TASK
In the text below on delivering proteins into tumor cells, which pathway does the method use to carry therapeutic proteins into the cytosol of target cells?

(EXTRACTED TEXT Opens)

Background Even as adoptive cell immunotherapy exhibits great success against liquid cancers, solid tumors continue to present a challenge. A straightforward way of triggering an immune response in solid tumors would be to have immune-provoking proteins act in tumor cells. However, the field of cell therapy has yet to provide a way of introducing functional proteins to the interior of cells.
Methods We developed a method of harnessing the adaptive immune response to do just that. The perforin-granzyme pathway delivers lytic payloads into target cells anywhere in the body with supreme efficiency and specificity. Our technology allows incorporation of therapeutic proteins directly into this pathway hence they are delivered directly to the cytosol of target cells. This is achieved by fusing an immune sensor protein that has been engineered to be constitutively active to a lytic granule navigator moiety, and express the resulting chimera in immune cells. Sophisticated fusion protein design and highly efficient transformation protocols ensure superior expression and transferability. Using available CAR technologies, we target the therapeutic cells to tumors. Once there, the engineered immune cell does not kill all malignant cells due to suppressive effects of the tumor microenvironment. Rather, the transferred immune sensor protein transforms each cancer cell into an inflammatory mediator factory that recruits the immune response to the tumor site, thereby complementing killing with inflammation.

(EXTRACTED TEXT Closes)
(DATASET CONTENT Opens)

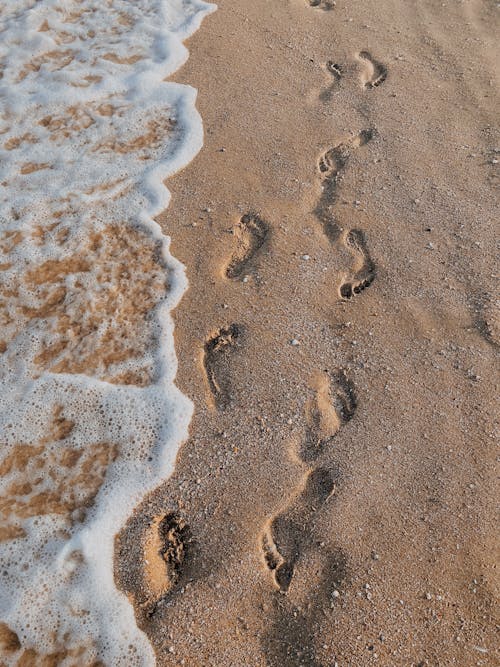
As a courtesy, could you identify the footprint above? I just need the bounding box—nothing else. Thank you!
[203,324,241,409]
[306,0,337,11]
[226,213,269,280]
[262,468,340,593]
[314,129,375,243]
[358,51,387,88]
[144,513,191,616]
[300,370,356,462]
[339,229,376,299]
[319,60,342,102]
[262,549,348,667]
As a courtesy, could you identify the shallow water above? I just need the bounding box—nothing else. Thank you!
[0,0,214,665]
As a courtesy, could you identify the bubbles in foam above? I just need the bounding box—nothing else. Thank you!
[0,0,213,667]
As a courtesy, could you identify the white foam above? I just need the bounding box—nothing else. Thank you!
[0,0,214,667]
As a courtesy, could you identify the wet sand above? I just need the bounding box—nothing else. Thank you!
[116,0,500,667]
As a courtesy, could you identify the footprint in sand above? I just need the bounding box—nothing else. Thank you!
[306,0,337,11]
[319,60,342,102]
[144,513,191,616]
[225,213,269,280]
[358,51,387,89]
[299,370,357,463]
[262,549,348,667]
[262,468,340,593]
[313,129,375,243]
[339,229,376,299]
[262,370,357,593]
[203,324,241,409]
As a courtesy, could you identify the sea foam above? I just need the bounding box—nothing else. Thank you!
[0,0,214,667]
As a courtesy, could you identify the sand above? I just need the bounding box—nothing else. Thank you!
[116,0,499,667]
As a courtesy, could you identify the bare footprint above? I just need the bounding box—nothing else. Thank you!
[300,370,357,462]
[226,213,269,280]
[262,468,340,593]
[339,229,376,299]
[314,129,375,243]
[319,60,342,102]
[358,51,387,89]
[203,324,241,409]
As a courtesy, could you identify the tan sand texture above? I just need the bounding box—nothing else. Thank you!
[116,0,499,667]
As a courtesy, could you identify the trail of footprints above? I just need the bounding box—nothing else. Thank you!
[143,26,387,640]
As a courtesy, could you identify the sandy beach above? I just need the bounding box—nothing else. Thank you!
[0,0,500,667]
[116,0,499,667]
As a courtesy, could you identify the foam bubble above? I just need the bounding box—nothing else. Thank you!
[0,0,214,667]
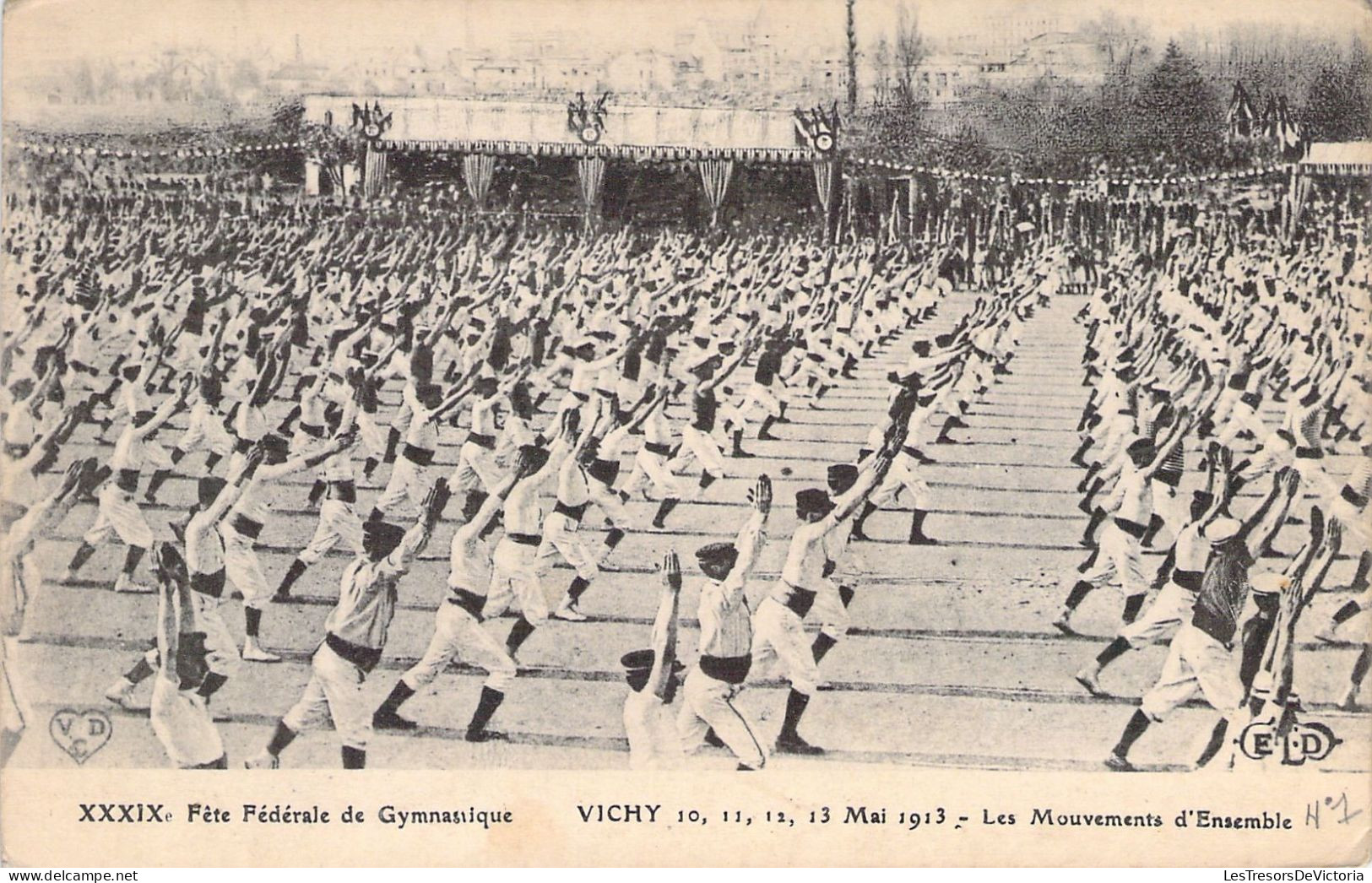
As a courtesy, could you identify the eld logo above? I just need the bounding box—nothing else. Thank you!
[48,709,114,764]
[1238,717,1343,767]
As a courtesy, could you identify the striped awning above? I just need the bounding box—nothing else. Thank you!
[382,138,821,165]
[1301,141,1372,177]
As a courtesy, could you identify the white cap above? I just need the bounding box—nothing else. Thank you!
[1202,518,1243,543]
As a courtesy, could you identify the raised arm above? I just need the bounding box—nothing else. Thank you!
[645,551,682,702]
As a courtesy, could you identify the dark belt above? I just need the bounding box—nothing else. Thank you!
[1115,518,1148,540]
[586,459,619,484]
[553,501,590,523]
[1152,469,1181,488]
[229,516,262,540]
[447,586,485,622]
[700,655,753,684]
[1172,571,1205,593]
[404,442,434,466]
[784,582,818,619]
[191,567,224,598]
[324,632,382,672]
[114,469,138,494]
[1191,608,1235,650]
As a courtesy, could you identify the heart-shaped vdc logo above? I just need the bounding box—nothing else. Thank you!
[48,709,114,764]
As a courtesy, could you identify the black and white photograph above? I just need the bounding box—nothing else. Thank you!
[0,0,1372,866]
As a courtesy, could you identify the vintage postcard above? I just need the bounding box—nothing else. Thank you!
[0,0,1372,868]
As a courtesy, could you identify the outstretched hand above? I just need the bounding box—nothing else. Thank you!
[748,473,773,518]
[659,550,682,591]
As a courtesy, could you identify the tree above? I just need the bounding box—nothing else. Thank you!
[871,35,892,104]
[1133,41,1224,154]
[1301,42,1372,141]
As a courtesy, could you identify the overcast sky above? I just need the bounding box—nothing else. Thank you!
[4,0,1372,75]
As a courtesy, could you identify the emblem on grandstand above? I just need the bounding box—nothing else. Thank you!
[351,101,391,145]
[796,101,838,156]
[567,92,610,144]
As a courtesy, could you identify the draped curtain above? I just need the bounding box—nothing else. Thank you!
[362,147,387,199]
[697,159,734,226]
[463,154,496,209]
[577,156,605,225]
[815,159,838,218]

(DATASET CONTENT Closes)

ANSWER BOX
The perforin-granzyme pathway.